§ WHAT YOU NEED TO DO:
Report every line of the entries that contains the word "resolution".
=== DATA EXTRACTS ===
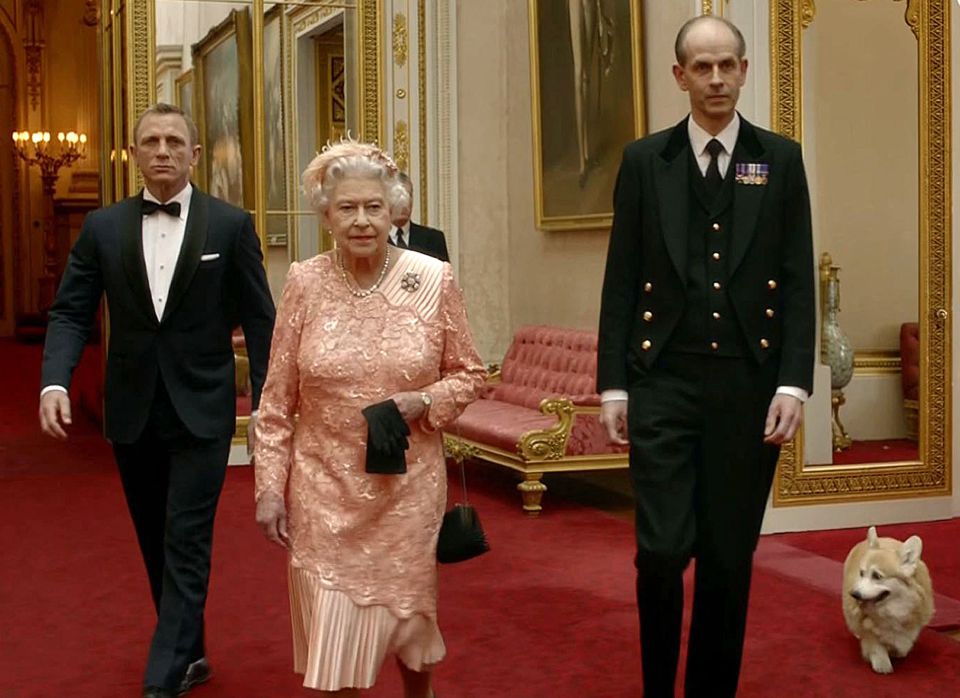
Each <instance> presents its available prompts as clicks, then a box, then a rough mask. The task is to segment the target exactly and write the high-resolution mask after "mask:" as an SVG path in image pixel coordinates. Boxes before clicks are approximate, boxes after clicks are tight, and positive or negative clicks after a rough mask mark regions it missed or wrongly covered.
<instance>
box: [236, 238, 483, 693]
mask: <svg viewBox="0 0 960 698" xmlns="http://www.w3.org/2000/svg"><path fill="white" fill-rule="evenodd" d="M483 380H484V368H483V365H482V363H481V361H480V358H479V356H478V355H477V352H476V349H475V348H474V345H473V338H472V335H471V333H470V328H469V326H468V324H467V317H466V312H465V309H464V306H463V298H462V296H461V293H460V290H459V288H458V287H457V286H456V283H455V281H454V279H453V273H452V270H451V267H450V265H449V264H446V263H444V262H440V261H439V260H436V259H434V258H432V257H428V256H426V255H422V254H419V253H417V252H411V251H404V252H403V253H401V255H400V257H399V259H397V261H396V263H395V264H394V267H393V268H392V269H391V270H390V271H389V272H388V274H387V276H386V277H385V279H384V281H383V283H382V284H381V286H380V288H379V290H378V291H376V292H374V293H372V294H370V295H369V296H366V297H364V298H358V297H356V296H354V295H353V294H352V293H351V292H350V290H349V287H348V286H347V284H346V282H345V280H344V279H343V278H342V276H341V272H340V269H339V268H338V267H337V266H336V265H335V263H334V262H333V260H332V259H331V258H330V257H329V256H326V255H320V256H317V257H314V258H313V259H310V260H308V261H306V262H303V263H300V264H296V263H295V264H293V265H292V266H291V268H290V272H289V275H288V277H287V283H286V285H285V287H284V290H283V296H282V298H281V300H280V304H279V307H278V309H277V320H276V325H275V328H274V335H273V345H272V348H271V352H270V365H269V369H268V371H267V379H266V383H265V385H264V388H263V395H262V397H261V400H260V412H259V418H258V420H257V427H256V435H257V440H256V451H255V454H254V462H255V464H256V465H255V469H256V496H257V499H258V500H259V498H260V497H261V496H262V495H263V494H264V493H265V492H273V493H276V494H279V495H281V496H284V498H285V501H286V505H287V525H288V533H289V536H290V568H289V591H290V608H291V620H292V625H293V644H294V670H295V671H296V672H298V673H302V674H304V686H307V687H309V688H315V689H319V690H327V691H333V690H339V689H340V688H345V687H356V688H367V687H370V686H372V685H373V683H374V681H375V680H376V677H377V673H378V672H379V669H380V666H381V665H382V663H383V660H384V658H385V657H386V655H387V654H389V653H394V654H396V655H397V656H398V657H399V658H400V659H401V661H403V662H404V664H406V665H407V666H408V667H409V668H411V669H413V670H414V671H421V670H423V669H425V668H428V667H429V665H431V664H434V663H436V662H438V661H440V660H441V659H442V658H443V655H444V653H445V648H444V644H443V639H442V637H441V635H440V630H439V628H438V626H437V563H436V543H437V532H438V531H439V529H440V522H441V520H442V517H443V512H444V509H445V506H446V468H445V463H444V458H443V448H442V441H441V435H440V432H439V431H437V430H438V429H439V428H440V427H442V426H443V425H444V424H446V423H447V422H449V421H451V420H452V419H454V418H455V417H456V416H457V415H458V414H459V413H460V412H461V411H462V410H463V408H464V407H465V406H466V405H467V404H469V403H470V402H472V401H473V400H474V399H475V397H476V395H477V392H478V390H479V388H480V386H481V384H482V383H483ZM410 390H413V391H423V392H426V393H429V394H430V396H431V397H432V398H433V403H432V405H431V407H430V410H429V412H428V414H427V418H426V419H425V420H423V421H422V422H421V423H418V424H412V425H410V428H411V432H412V433H411V435H410V437H409V441H410V448H409V450H408V451H407V453H406V459H407V473H406V474H404V475H369V474H367V473H366V472H365V470H364V464H365V457H366V436H367V423H366V421H365V420H364V418H363V415H362V414H361V412H360V410H361V409H362V408H363V407H365V406H367V405H370V404H372V403H375V402H380V401H382V400H385V399H387V398H388V397H390V396H391V395H393V394H395V393H397V392H402V391H410Z"/></svg>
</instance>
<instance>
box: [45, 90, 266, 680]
mask: <svg viewBox="0 0 960 698" xmlns="http://www.w3.org/2000/svg"><path fill="white" fill-rule="evenodd" d="M133 135H134V144H133V145H131V146H130V155H131V157H132V159H133V161H134V162H136V164H137V166H138V167H139V168H140V171H141V172H142V173H143V179H144V182H145V183H146V188H145V189H144V190H143V191H141V192H140V193H139V194H138V195H137V196H134V197H131V198H128V199H125V200H123V201H121V202H119V203H117V204H115V205H113V206H110V207H108V208H104V209H99V210H97V211H94V212H92V213H91V214H90V215H88V216H87V219H86V220H85V221H84V224H83V229H82V230H81V232H80V237H79V238H78V240H77V242H76V244H75V245H74V247H73V250H72V251H71V252H70V258H69V261H68V263H67V268H66V271H65V272H64V276H63V281H62V283H61V284H60V289H59V291H58V293H57V298H56V300H55V301H54V304H53V306H52V308H51V310H50V321H49V325H48V327H47V338H46V345H45V346H44V355H43V376H42V386H43V387H42V390H41V398H40V423H41V427H42V429H43V431H44V432H45V433H47V434H49V435H50V436H53V437H55V438H58V439H65V438H66V436H67V434H66V431H65V429H64V426H67V425H69V424H70V399H69V397H68V393H67V389H68V388H69V385H70V378H71V376H72V374H73V369H74V367H75V366H76V364H77V361H78V360H79V358H80V355H81V352H82V351H83V346H84V344H85V342H86V339H87V337H88V335H89V333H90V330H91V327H92V325H93V321H94V315H95V313H96V311H97V307H98V306H99V304H100V299H101V296H102V295H104V294H106V298H107V303H108V306H109V319H110V335H109V337H110V344H109V349H108V353H107V371H106V384H105V390H104V392H105V415H104V418H105V433H106V437H107V438H108V439H109V440H110V441H111V442H112V443H113V449H114V454H115V457H116V461H117V465H118V467H119V471H120V479H121V481H122V483H123V489H124V494H125V495H126V499H127V505H128V508H129V510H130V515H131V518H132V519H133V524H134V527H135V529H136V532H137V539H138V541H139V544H140V551H141V553H142V555H143V560H144V563H145V565H146V568H147V573H148V576H149V578H150V590H151V592H152V595H153V601H154V604H155V606H156V610H157V626H156V630H155V632H154V635H153V641H152V644H151V647H150V653H149V658H148V660H147V668H146V673H145V677H144V686H145V688H144V694H143V695H144V696H151V697H153V698H161V697H164V696H175V695H177V694H178V693H181V692H183V691H185V690H188V689H189V688H190V687H191V686H193V685H195V684H197V683H200V682H202V681H204V680H206V679H207V678H209V677H210V667H209V664H208V663H207V661H206V651H205V649H204V627H203V625H204V624H203V609H204V604H205V602H206V596H207V583H208V579H209V574H210V550H211V545H212V539H213V521H214V514H215V512H216V506H217V499H218V497H219V495H220V489H221V487H222V485H223V481H224V477H225V474H226V467H227V457H228V454H229V450H230V440H231V437H232V435H233V432H234V427H235V423H236V396H235V381H234V359H233V348H232V343H231V333H232V331H233V329H234V328H235V327H236V326H237V325H240V326H241V327H242V328H243V332H244V335H245V337H246V345H247V353H248V354H249V357H250V376H251V381H252V384H253V407H254V409H256V406H257V402H258V400H259V398H260V389H261V387H262V385H263V380H264V375H265V373H266V367H267V360H268V354H269V351H270V338H271V334H272V331H273V320H274V307H273V301H272V299H271V296H270V290H269V288H268V287H267V279H266V275H265V273H264V269H263V256H262V254H261V251H260V242H259V239H258V238H257V235H256V233H255V232H254V229H253V223H252V221H251V220H250V216H249V215H248V214H246V213H245V212H244V211H241V210H240V209H238V208H234V207H233V206H230V205H228V204H226V203H224V202H222V201H220V200H218V199H214V198H212V197H210V196H207V195H206V194H204V193H203V192H200V191H198V190H197V189H195V188H194V187H193V186H192V185H191V184H190V181H189V177H190V169H191V167H192V166H194V165H195V164H196V163H197V159H198V157H199V155H200V145H199V142H198V136H197V129H196V126H195V125H194V124H193V122H192V121H190V119H189V118H188V117H186V116H185V115H184V113H183V112H182V111H181V110H180V109H179V108H177V107H174V106H171V105H167V104H158V105H155V106H153V107H151V108H150V109H147V110H146V112H145V113H144V114H143V115H142V116H141V117H140V119H139V121H138V122H137V125H136V127H135V129H134V134H133ZM252 432H253V424H251V425H250V433H252Z"/></svg>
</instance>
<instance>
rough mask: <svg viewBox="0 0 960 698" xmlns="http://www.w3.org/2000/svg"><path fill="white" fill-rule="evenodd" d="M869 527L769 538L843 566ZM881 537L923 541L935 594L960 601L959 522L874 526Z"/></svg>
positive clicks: (959, 530)
mask: <svg viewBox="0 0 960 698" xmlns="http://www.w3.org/2000/svg"><path fill="white" fill-rule="evenodd" d="M867 528H868V526H863V527H861V528H853V529H841V530H833V531H812V532H808V533H783V534H780V535H777V536H771V538H775V539H776V540H778V541H779V542H781V543H785V544H787V545H792V546H793V547H795V548H800V549H801V550H806V551H808V552H811V553H816V554H817V555H822V556H823V557H827V558H830V559H831V560H837V561H839V562H843V561H844V560H845V559H846V557H847V553H848V552H850V548H852V547H853V546H854V545H855V544H856V543H859V542H860V541H861V540H863V539H865V538H866V537H867ZM877 533H878V534H879V535H881V536H888V537H890V538H898V539H900V540H906V539H907V538H909V537H910V536H912V535H914V534H915V535H918V536H920V538H921V539H923V553H922V557H923V559H924V561H925V562H926V563H927V566H928V567H929V568H930V576H931V578H932V579H933V588H934V590H935V591H936V592H938V593H940V594H943V595H945V596H949V597H951V598H953V599H956V600H958V601H960V518H958V519H949V520H947V521H934V522H927V523H912V524H892V525H889V526H877Z"/></svg>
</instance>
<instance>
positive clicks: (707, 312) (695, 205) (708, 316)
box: [666, 149, 747, 357]
mask: <svg viewBox="0 0 960 698" xmlns="http://www.w3.org/2000/svg"><path fill="white" fill-rule="evenodd" d="M689 157H690V161H691V162H690V166H689V168H688V171H689V173H690V196H689V197H688V202H689V203H688V205H689V207H690V211H689V213H688V216H687V221H688V228H687V236H688V240H687V285H686V304H685V305H684V311H683V315H682V316H681V317H680V322H679V323H678V324H677V328H676V330H675V331H674V333H673V335H672V337H671V338H670V341H669V343H668V344H667V346H666V351H671V352H684V353H692V354H707V355H711V356H728V357H734V356H735V357H742V356H747V352H746V343H745V341H744V338H743V334H742V332H741V330H740V327H739V324H738V322H737V319H736V318H735V317H734V314H733V307H732V305H731V304H730V299H729V296H728V293H727V257H728V251H729V249H730V240H731V237H732V235H731V232H732V231H731V229H730V228H731V225H732V222H733V187H734V177H733V169H734V164H733V162H732V161H731V162H730V164H729V165H728V166H727V173H726V176H725V177H724V180H723V185H722V187H721V189H720V193H719V194H718V195H717V198H716V199H715V200H714V201H712V202H711V201H709V197H708V196H707V192H706V189H705V186H704V178H703V176H702V175H701V174H700V167H699V165H698V164H697V161H696V157H695V156H694V155H693V151H692V149H691V150H690V155H689ZM718 285H719V287H718Z"/></svg>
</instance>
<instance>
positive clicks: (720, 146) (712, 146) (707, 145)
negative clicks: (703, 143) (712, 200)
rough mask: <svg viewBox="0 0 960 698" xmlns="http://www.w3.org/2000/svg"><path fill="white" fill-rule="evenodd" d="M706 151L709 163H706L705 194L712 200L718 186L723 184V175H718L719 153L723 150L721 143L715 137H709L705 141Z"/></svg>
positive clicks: (719, 168)
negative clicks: (722, 176)
mask: <svg viewBox="0 0 960 698" xmlns="http://www.w3.org/2000/svg"><path fill="white" fill-rule="evenodd" d="M707 152H708V153H710V164H709V165H707V174H706V176H705V177H704V184H705V185H706V188H707V196H708V197H710V199H711V200H713V199H716V198H717V195H718V194H719V193H720V187H721V186H722V185H723V177H721V176H720V153H722V152H723V143H721V142H720V141H718V140H717V139H716V138H711V139H710V142H709V143H707Z"/></svg>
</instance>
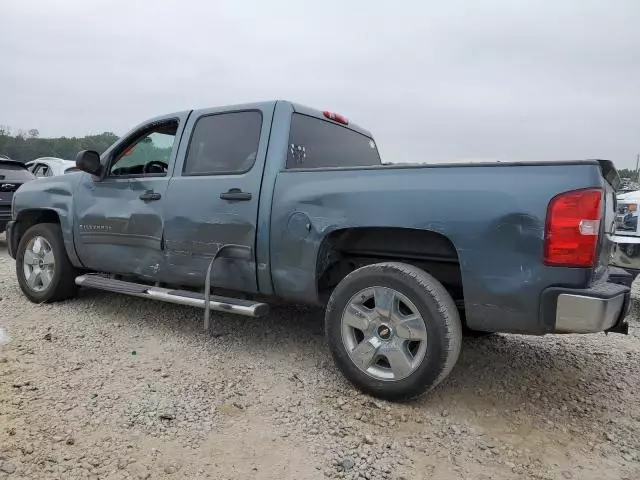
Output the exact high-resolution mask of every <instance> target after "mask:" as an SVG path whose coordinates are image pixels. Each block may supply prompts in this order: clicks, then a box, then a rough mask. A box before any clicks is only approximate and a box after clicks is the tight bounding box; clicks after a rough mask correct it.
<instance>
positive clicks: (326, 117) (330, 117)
mask: <svg viewBox="0 0 640 480" xmlns="http://www.w3.org/2000/svg"><path fill="white" fill-rule="evenodd" d="M322 114H323V115H324V116H325V117H326V118H328V119H329V120H333V121H334V122H338V123H341V124H343V125H349V120H347V119H346V118H345V117H343V116H342V115H338V114H337V113H333V112H322Z"/></svg>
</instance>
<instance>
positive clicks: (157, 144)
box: [74, 112, 188, 280]
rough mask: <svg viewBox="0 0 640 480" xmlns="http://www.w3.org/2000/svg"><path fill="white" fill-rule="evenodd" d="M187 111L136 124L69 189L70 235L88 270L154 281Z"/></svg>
mask: <svg viewBox="0 0 640 480" xmlns="http://www.w3.org/2000/svg"><path fill="white" fill-rule="evenodd" d="M187 117H188V112H185V113H181V114H176V115H172V116H168V117H162V118H156V119H154V120H153V121H151V122H149V123H147V124H144V125H141V126H140V127H138V128H136V129H134V131H133V132H132V133H130V134H128V135H127V136H126V137H125V138H124V139H123V140H122V141H121V142H119V143H118V144H116V145H115V146H114V147H113V148H112V149H110V150H109V151H107V152H105V154H104V155H103V159H102V161H103V167H104V168H105V171H106V173H105V175H104V176H103V178H101V179H96V178H94V177H92V176H91V175H89V174H85V175H84V176H83V178H82V179H81V180H80V182H79V185H78V189H77V190H76V192H75V194H74V206H75V216H76V217H75V221H74V240H75V245H76V251H77V252H78V256H79V257H80V259H81V261H82V263H83V264H84V265H85V266H86V267H88V268H91V269H92V270H97V271H102V272H110V273H127V274H135V275H137V276H140V277H143V278H147V279H150V280H156V279H157V278H158V276H159V275H160V271H161V270H162V268H163V265H164V255H163V251H162V247H163V241H162V232H163V218H164V212H163V209H164V207H165V205H166V193H167V186H168V184H169V176H170V172H171V170H172V169H173V166H174V163H175V158H176V152H177V150H178V141H179V138H180V135H181V132H182V129H183V128H184V123H185V122H186V118H187Z"/></svg>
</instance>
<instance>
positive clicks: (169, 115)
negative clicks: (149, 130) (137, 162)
mask: <svg viewBox="0 0 640 480" xmlns="http://www.w3.org/2000/svg"><path fill="white" fill-rule="evenodd" d="M276 103H284V104H287V105H289V106H290V107H291V110H292V111H293V112H295V113H301V114H303V115H308V116H310V117H316V118H318V119H321V120H325V121H328V120H327V117H326V116H325V114H324V112H325V111H323V110H318V109H315V108H311V107H307V106H305V105H301V104H299V103H295V102H290V101H288V100H271V101H262V102H253V103H238V104H232V105H218V106H216V107H215V108H220V109H223V110H243V109H250V108H258V107H268V106H273V105H275V104H276ZM204 108H209V107H198V108H195V109H193V110H191V111H194V110H200V109H204ZM183 113H184V111H181V112H173V113H171V114H169V115H162V116H160V117H155V118H151V119H149V120H148V121H153V120H155V119H156V118H157V119H161V118H166V117H167V116H171V115H175V116H180V115H181V114H183ZM332 113H334V112H332ZM337 113H339V112H337ZM347 118H348V116H347ZM336 123H338V122H336ZM338 124H339V125H341V126H343V127H345V128H348V129H350V130H353V131H354V132H358V133H360V134H362V135H365V136H367V137H370V138H372V137H373V135H372V134H371V132H370V131H369V130H366V129H364V128H362V127H360V126H359V125H357V124H355V123H352V122H351V121H349V122H348V123H347V124H346V125H345V124H342V123H338Z"/></svg>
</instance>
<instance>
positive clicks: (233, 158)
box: [183, 111, 262, 175]
mask: <svg viewBox="0 0 640 480" xmlns="http://www.w3.org/2000/svg"><path fill="white" fill-rule="evenodd" d="M261 127H262V114H261V113H260V112H257V111H246V112H231V113H220V114H215V115H208V116H205V117H201V118H199V119H198V121H197V122H196V124H195V126H194V127H193V134H192V136H191V143H190V144H189V151H188V152H187V158H186V160H185V162H184V167H183V175H216V174H224V173H244V172H247V171H249V170H250V169H251V167H253V164H254V163H255V161H256V156H257V154H258V143H259V141H260V129H261Z"/></svg>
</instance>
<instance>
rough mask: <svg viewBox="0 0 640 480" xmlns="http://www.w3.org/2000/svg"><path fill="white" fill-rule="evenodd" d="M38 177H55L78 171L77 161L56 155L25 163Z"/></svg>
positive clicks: (35, 175) (30, 161)
mask: <svg viewBox="0 0 640 480" xmlns="http://www.w3.org/2000/svg"><path fill="white" fill-rule="evenodd" d="M25 165H26V166H27V168H28V169H29V171H30V172H31V173H33V174H34V175H35V176H36V177H38V178H42V177H55V176H57V175H64V174H65V173H70V172H76V171H78V169H77V168H76V162H74V161H73V160H64V159H62V158H56V157H41V158H36V159H35V160H31V161H30V162H27V163H26V164H25Z"/></svg>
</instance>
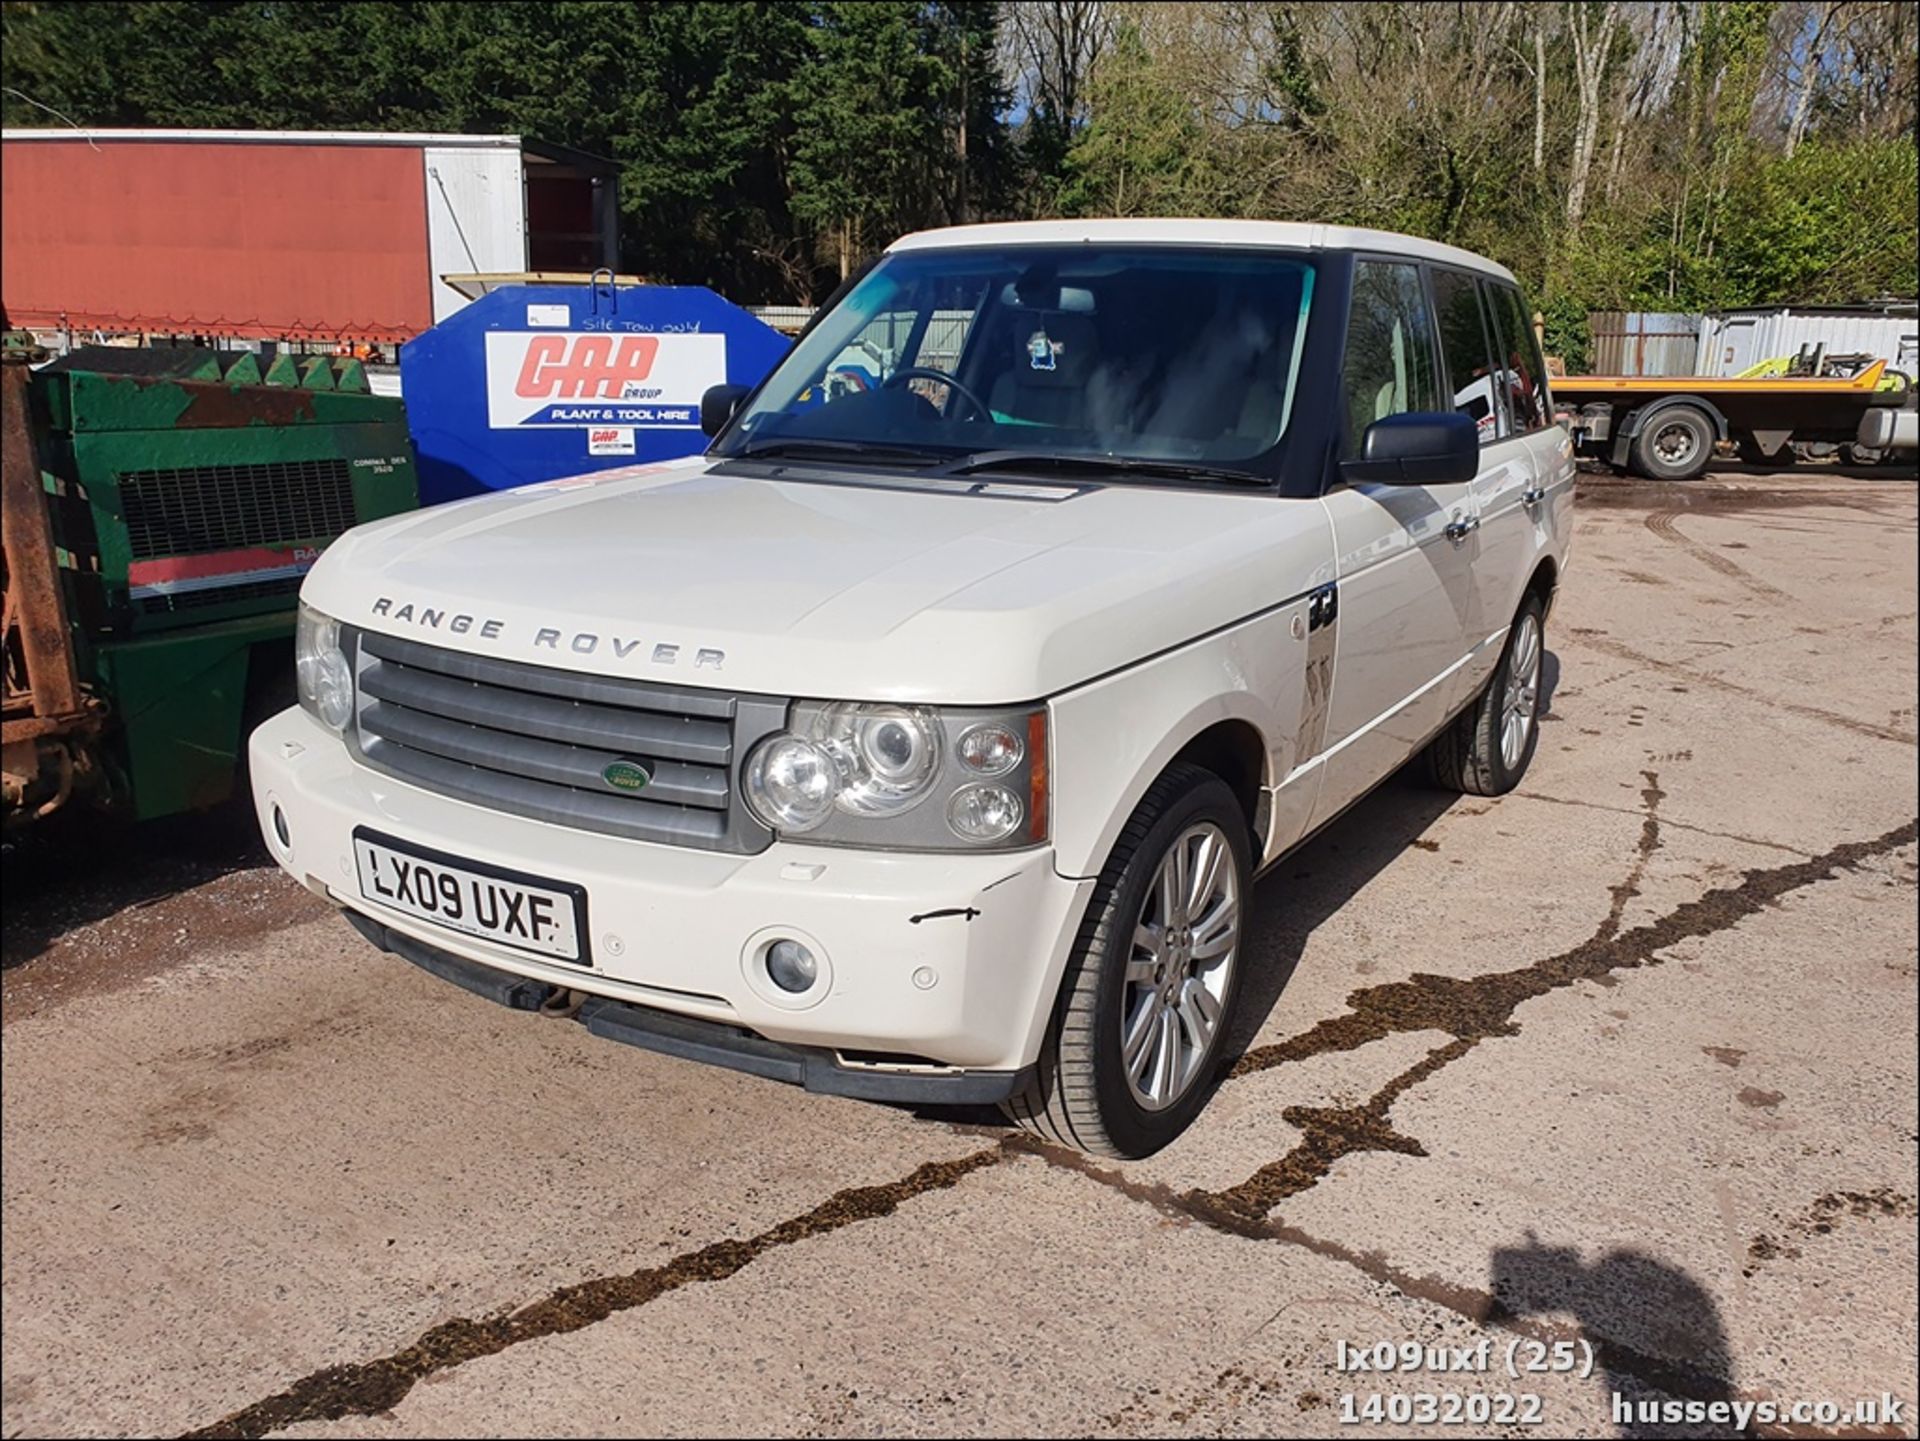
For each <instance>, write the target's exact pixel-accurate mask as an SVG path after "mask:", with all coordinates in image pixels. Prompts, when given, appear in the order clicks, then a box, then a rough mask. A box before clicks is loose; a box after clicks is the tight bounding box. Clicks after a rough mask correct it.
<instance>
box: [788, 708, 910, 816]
===
§ RESPONSE BELOW:
Each <instance> presents its available prompts as clicks, then a box, then a rough mask. The task is to segment the target exactly and write the high-resolution mask after "mask:" as an SVG path in image pixel coordinates. Boxes before clicks are approximate, boxes after clicks are tight, and positive or negative clicks after a rough mask mark regions it missed or wrongly covered.
Output the exact high-resolution mask of every <instance> target after "mask:" as an SVG path whose coordinates are image pixels. Each block may supply prompts in this order: clicks, then a box, then a rough mask. A box before any clicks is only approximate and a box after clicks is the tight bounding box; clicks after a rough mask correct it.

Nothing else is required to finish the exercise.